Reproduce every one of the entries below verbatim, leaving out the pictures.

════════════════════

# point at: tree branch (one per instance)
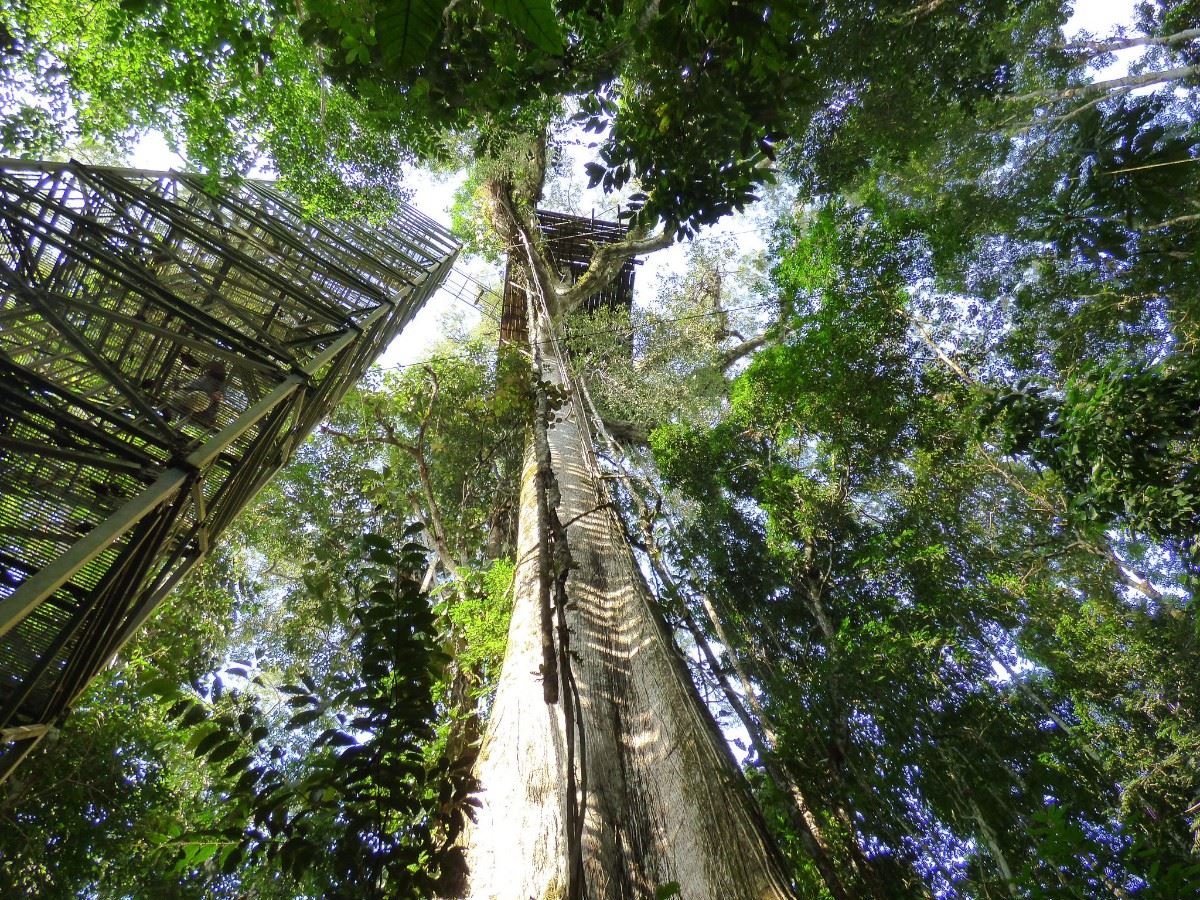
(1111, 45)
(606, 263)
(1114, 84)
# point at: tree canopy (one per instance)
(916, 489)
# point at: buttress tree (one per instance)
(600, 772)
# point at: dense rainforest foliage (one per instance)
(916, 487)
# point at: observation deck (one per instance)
(166, 345)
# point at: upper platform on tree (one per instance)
(165, 347)
(569, 243)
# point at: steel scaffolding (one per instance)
(165, 347)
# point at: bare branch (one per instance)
(1127, 83)
(1111, 45)
(606, 263)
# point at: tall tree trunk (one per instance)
(663, 798)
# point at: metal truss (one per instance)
(165, 347)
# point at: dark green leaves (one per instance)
(535, 19)
(407, 30)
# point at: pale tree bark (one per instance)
(664, 801)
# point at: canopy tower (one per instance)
(569, 241)
(165, 347)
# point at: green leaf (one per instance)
(407, 30)
(301, 719)
(535, 19)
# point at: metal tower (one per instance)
(163, 349)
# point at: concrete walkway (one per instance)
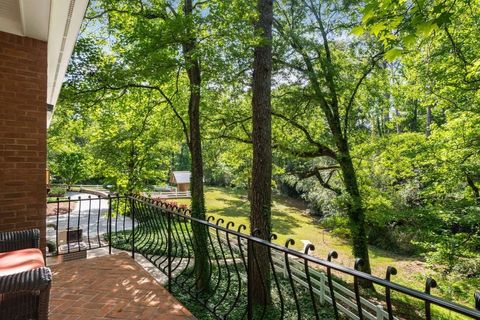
(89, 215)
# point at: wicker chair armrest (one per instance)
(32, 280)
(16, 240)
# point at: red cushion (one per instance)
(20, 260)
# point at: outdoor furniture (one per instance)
(24, 279)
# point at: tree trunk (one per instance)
(475, 189)
(200, 240)
(414, 126)
(355, 211)
(260, 215)
(429, 121)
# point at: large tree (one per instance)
(261, 190)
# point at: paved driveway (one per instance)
(89, 215)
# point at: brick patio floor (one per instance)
(112, 287)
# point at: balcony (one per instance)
(160, 239)
(111, 286)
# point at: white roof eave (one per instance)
(65, 21)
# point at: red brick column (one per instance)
(23, 124)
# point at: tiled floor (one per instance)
(112, 287)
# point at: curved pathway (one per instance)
(90, 215)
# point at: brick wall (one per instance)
(23, 110)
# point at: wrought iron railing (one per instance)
(301, 286)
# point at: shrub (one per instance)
(57, 191)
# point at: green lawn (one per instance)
(290, 220)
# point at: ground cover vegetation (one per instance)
(374, 116)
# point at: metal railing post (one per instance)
(133, 226)
(250, 266)
(109, 226)
(169, 250)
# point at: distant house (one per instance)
(181, 179)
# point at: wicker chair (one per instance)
(25, 294)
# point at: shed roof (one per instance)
(181, 176)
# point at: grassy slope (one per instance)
(291, 221)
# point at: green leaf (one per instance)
(377, 28)
(358, 31)
(409, 40)
(426, 28)
(393, 54)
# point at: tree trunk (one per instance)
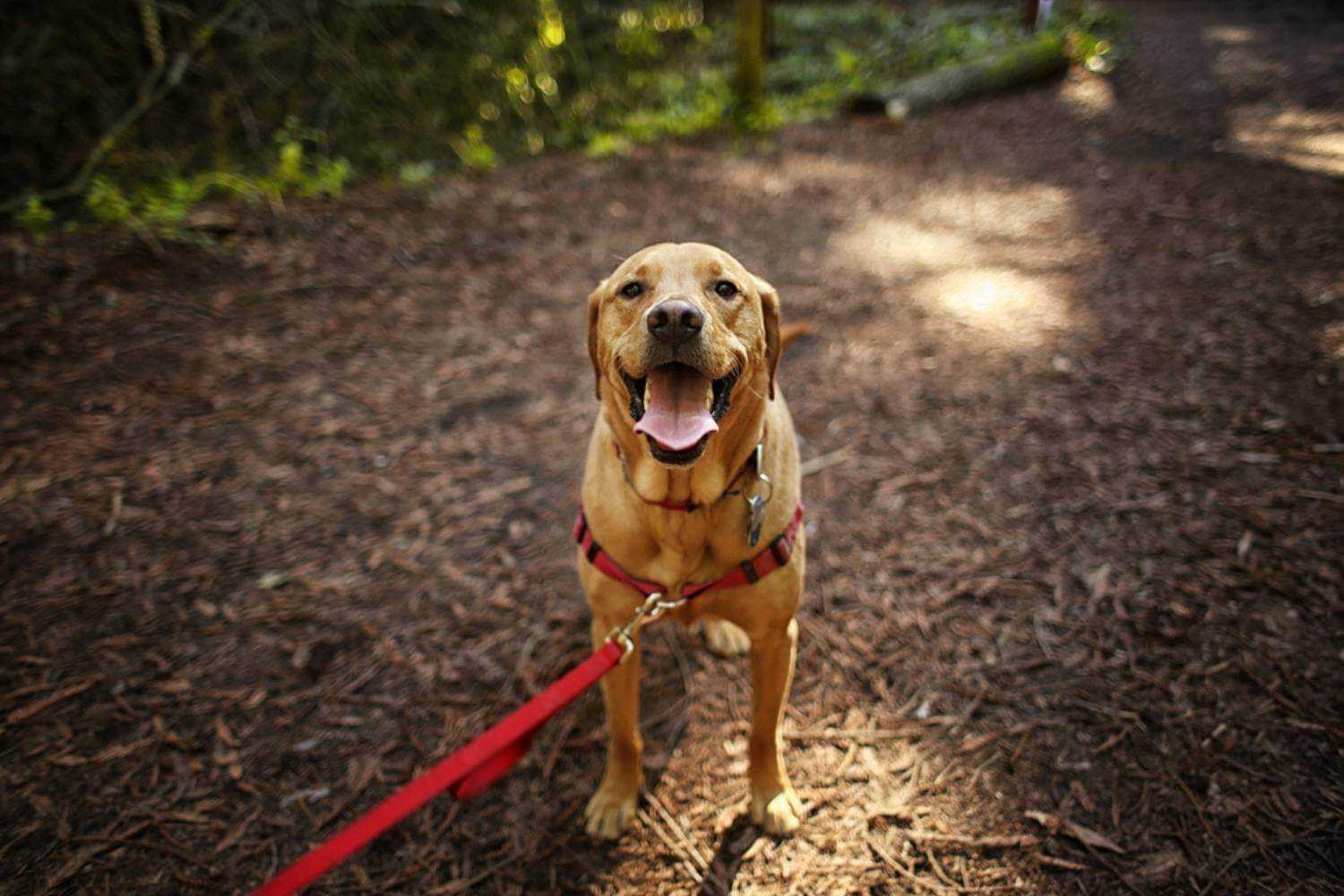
(750, 81)
(1023, 64)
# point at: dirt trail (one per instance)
(284, 524)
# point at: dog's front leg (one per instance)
(612, 807)
(774, 805)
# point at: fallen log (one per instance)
(1021, 64)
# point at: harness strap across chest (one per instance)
(747, 573)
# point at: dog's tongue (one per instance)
(676, 416)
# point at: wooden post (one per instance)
(750, 81)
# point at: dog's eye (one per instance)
(726, 289)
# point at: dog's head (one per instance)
(683, 339)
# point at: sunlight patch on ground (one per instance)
(886, 246)
(1011, 308)
(1332, 340)
(994, 261)
(1086, 94)
(1228, 34)
(1312, 140)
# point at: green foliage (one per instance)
(35, 218)
(160, 210)
(413, 89)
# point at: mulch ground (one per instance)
(285, 520)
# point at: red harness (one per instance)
(483, 761)
(746, 573)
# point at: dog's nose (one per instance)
(675, 320)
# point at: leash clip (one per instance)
(653, 606)
(755, 503)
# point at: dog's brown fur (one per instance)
(674, 547)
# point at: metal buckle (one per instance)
(755, 503)
(652, 607)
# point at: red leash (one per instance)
(483, 761)
(464, 774)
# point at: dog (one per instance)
(685, 347)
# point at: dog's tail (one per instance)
(789, 332)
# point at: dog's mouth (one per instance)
(677, 409)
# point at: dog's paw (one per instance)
(780, 814)
(725, 638)
(609, 813)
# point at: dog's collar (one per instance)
(690, 506)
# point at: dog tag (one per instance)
(755, 506)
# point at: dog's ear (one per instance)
(594, 308)
(771, 314)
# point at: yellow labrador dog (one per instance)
(691, 478)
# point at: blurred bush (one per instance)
(292, 96)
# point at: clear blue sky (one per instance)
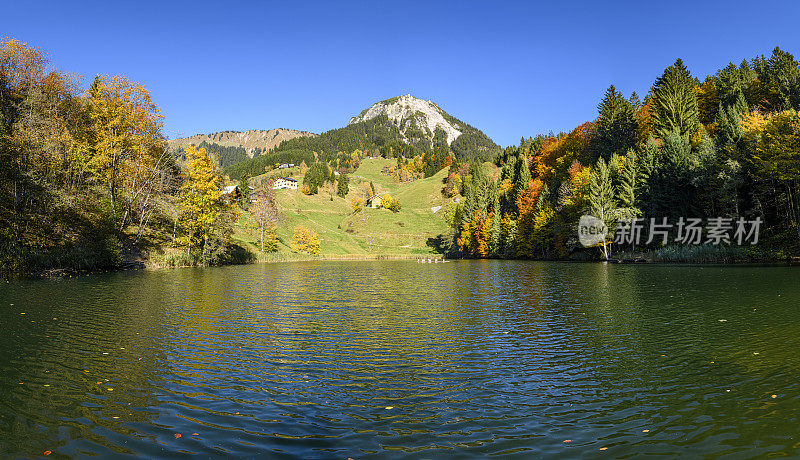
(511, 69)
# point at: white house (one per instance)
(231, 193)
(284, 183)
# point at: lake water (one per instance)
(397, 359)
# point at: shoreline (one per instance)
(61, 273)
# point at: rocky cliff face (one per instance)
(416, 118)
(249, 140)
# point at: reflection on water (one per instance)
(383, 359)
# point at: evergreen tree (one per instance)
(601, 197)
(616, 125)
(675, 102)
(494, 242)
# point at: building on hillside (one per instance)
(231, 194)
(374, 201)
(284, 183)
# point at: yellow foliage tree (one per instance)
(201, 197)
(127, 141)
(305, 240)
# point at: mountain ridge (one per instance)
(253, 140)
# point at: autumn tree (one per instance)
(127, 145)
(201, 198)
(305, 240)
(266, 214)
(616, 125)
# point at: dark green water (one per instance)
(399, 359)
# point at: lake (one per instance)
(396, 359)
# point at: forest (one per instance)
(87, 180)
(720, 149)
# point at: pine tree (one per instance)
(616, 125)
(675, 102)
(601, 197)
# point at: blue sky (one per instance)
(511, 69)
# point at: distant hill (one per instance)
(423, 123)
(400, 126)
(254, 141)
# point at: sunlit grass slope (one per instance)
(369, 232)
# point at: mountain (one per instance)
(422, 123)
(401, 126)
(253, 141)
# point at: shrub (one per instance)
(357, 203)
(305, 240)
(392, 204)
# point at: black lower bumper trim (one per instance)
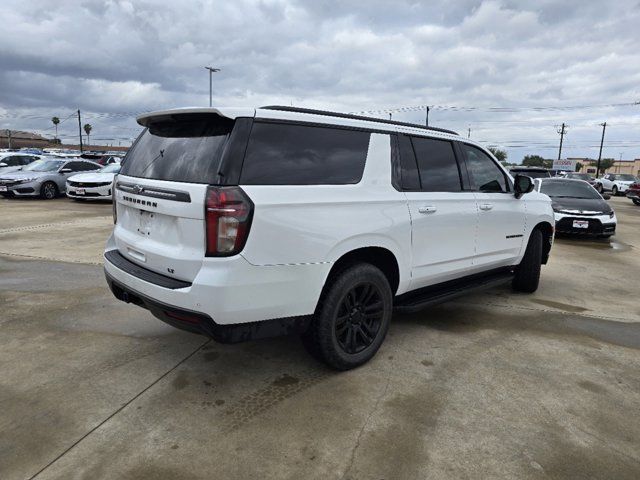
(203, 324)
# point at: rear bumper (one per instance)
(230, 291)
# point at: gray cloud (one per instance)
(112, 58)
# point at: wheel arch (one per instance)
(547, 239)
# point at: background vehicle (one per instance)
(533, 172)
(633, 192)
(240, 224)
(578, 208)
(14, 161)
(45, 178)
(615, 183)
(92, 186)
(581, 176)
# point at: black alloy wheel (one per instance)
(359, 318)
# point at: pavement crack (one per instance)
(122, 407)
(356, 446)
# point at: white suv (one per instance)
(241, 224)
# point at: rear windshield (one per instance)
(180, 148)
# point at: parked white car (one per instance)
(241, 224)
(616, 183)
(93, 186)
(14, 161)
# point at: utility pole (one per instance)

════════════════════

Output for this exercise:
# point at: tree branch (one per instance)
(1111, 45)
(606, 263)
(1114, 84)
# point at: tree canopy (one per instance)
(916, 489)
# point at: buttress tree (one per instance)
(600, 772)
# point at: dense rainforest foliage (one per instance)
(916, 487)
# point at: observation deck (one per instance)
(166, 345)
# point at: upper platform on tree (one per instance)
(165, 347)
(569, 243)
# point at: steel scaffolding (one per instance)
(165, 347)
# point at: bare branch (one per instance)
(1127, 83)
(1111, 45)
(606, 263)
# point at: tall tree trunk (one per instance)
(663, 798)
# point at: metal truss (one per instance)
(165, 347)
# point at: dark green leaves (one per instance)
(535, 19)
(407, 30)
# point at: pale tree bark (one per instance)
(664, 801)
# point at: canopy tower (one per instance)
(569, 241)
(165, 347)
# point at: green leaf (one per instance)
(407, 30)
(301, 719)
(535, 19)
# point at: metal tower (one per instance)
(163, 349)
# point at: concrete walkway (one per instance)
(89, 215)
# point at: wicker chair armrest (one per instance)
(32, 280)
(16, 240)
# point at: red cushion (one per instance)
(20, 260)
# point at: outdoor furniture (one per instance)
(24, 279)
# point at: tree trunk (one per instance)
(475, 189)
(200, 240)
(414, 126)
(355, 211)
(260, 215)
(429, 121)
# point at: large tree (one per instance)
(261, 190)
# point at: paved driveway (one per instance)
(89, 215)
# point at: brick patio floor (one per instance)
(112, 287)
# point at: balcony (one per instance)
(160, 239)
(111, 286)
# point at: white roof eave (one per instance)
(65, 21)
# point at: red brick column (one per instance)
(23, 124)
# point at: tiled floor (one per instance)
(112, 287)
# point at: curved pathway (one per instance)
(90, 215)
# point at: brick wall (one per instance)
(23, 110)
# point at: wrought iron railing (one per instance)
(301, 286)
# point at: shrub (one per instance)
(57, 191)
# point at: green lawn (one per instance)
(290, 220)
# point at: ground cover vegetation (one per instance)
(374, 116)
# point at: metal railing post (one per instance)
(133, 226)
(250, 266)
(109, 226)
(169, 250)
# point at: distant house (one per instance)
(181, 179)
# point at: wicker chair (one per instance)
(25, 294)
# point at: shed roof (one per instance)
(181, 176)
# point at: grassy slope (one per instance)
(291, 221)
# point at: green leaf (one per instance)
(377, 28)
(358, 31)
(409, 40)
(426, 28)
(393, 54)
# point at: tree trunk (one per instance)
(750, 81)
(1023, 64)
# point at: dirt trail (one per instance)
(284, 524)
# point at: dog's front leg (one per instance)
(612, 807)
(774, 805)
# point at: fallen log (one per instance)
(1021, 64)
# point at: harness strap across chest (one per instance)
(747, 573)
# point at: dog's tongue (one per instance)
(676, 416)
# point at: wooden post (one per instance)
(750, 81)
# point at: dog's eye (one per instance)
(726, 289)
# point at: dog's head (one per instance)
(683, 339)
# point at: sunlight patch on ground (one per instance)
(886, 246)
(1011, 308)
(1332, 340)
(994, 261)
(1086, 94)
(1228, 34)
(1312, 140)
# point at: green foliage (one per instance)
(35, 218)
(160, 210)
(413, 89)
# point at: mulch ground (one per instance)
(285, 520)
# point at: red harness (one per instance)
(483, 761)
(746, 573)
# point at: dog's nose (one per instance)
(675, 320)
# point at: leash clip (one per instance)
(653, 606)
(755, 503)
# point at: dog's brown fur (one per instance)
(674, 547)
# point at: metal buckle (one per instance)
(755, 503)
(652, 607)
# point at: red leash (one per instance)
(483, 761)
(464, 774)
# point at: dog (one per instance)
(685, 347)
# point at: dog's tail (one per instance)
(789, 332)
# point at: dog's mouth (one per instance)
(677, 409)
# point at: dog's paw (one per instance)
(780, 814)
(725, 638)
(609, 813)
# point at: dog's collar (one per instance)
(690, 506)
# point at: dog tag (one per instance)
(755, 506)
# point at: dog's ear (one per instance)
(594, 308)
(771, 314)
# point at: yellow labrador dog (one per instance)
(691, 478)
# point at: blurred bush (one per instance)
(292, 96)
# point at: clear blue sky (one per instance)
(511, 69)
# point at: white house (one per instance)
(231, 193)
(284, 183)
# point at: lake water (one per instance)
(397, 359)
# point at: shoreline (one per instance)
(61, 273)
# point at: rocky cliff face (one per instance)
(416, 118)
(249, 140)
# point at: reflection on water (one per instance)
(383, 359)
# point at: evergreen tree (one per instance)
(601, 197)
(616, 125)
(675, 102)
(494, 242)
# point at: building on hillside (one per instance)
(231, 194)
(374, 201)
(284, 183)
# point at: yellow foliage tree (one per instance)
(201, 197)
(127, 141)
(305, 240)
# point at: mountain ridge (one per instance)
(253, 140)
# point at: autumn tree (one per instance)
(127, 145)
(201, 198)
(305, 240)
(266, 214)
(616, 125)
# point at: dark green water (one per instance)
(399, 359)
# point at: lake (one per instance)
(396, 359)
# point at: forest (one per instance)
(87, 180)
(720, 149)
# point at: pine tree (one per instance)
(616, 125)
(675, 102)
(601, 197)
# point at: blue sky (one per instance)
(511, 69)
# point at: distant hill (one per instance)
(423, 123)
(400, 126)
(254, 141)
# point at: sunlit grass slope (one per instance)
(369, 232)
# point at: mountain (one per instance)
(422, 123)
(401, 126)
(253, 141)
# point at: shrub (one per instance)
(357, 203)
(305, 240)
(392, 204)
# point at: black lower bumper trim (one per instance)
(203, 324)
# point at: rear bumper (one per instance)
(230, 291)
# point at: gray cloud (one per instance)
(112, 58)
# point at: wheel arch (one per instance)
(547, 239)
# point at: background vehicle (one per instance)
(533, 172)
(633, 192)
(240, 224)
(578, 208)
(14, 161)
(45, 178)
(615, 183)
(92, 186)
(581, 176)
# point at: black alloy wheel (one per instance)
(359, 318)
# point at: pavement crack (one per instance)
(122, 407)
(356, 446)
# point at: white suv (one per instance)
(241, 224)
# point at: rear windshield (one per instance)
(180, 148)
# point at: parked white car (one per instance)
(241, 224)
(616, 183)
(93, 186)
(14, 161)
# point at: utility pole (one per instance)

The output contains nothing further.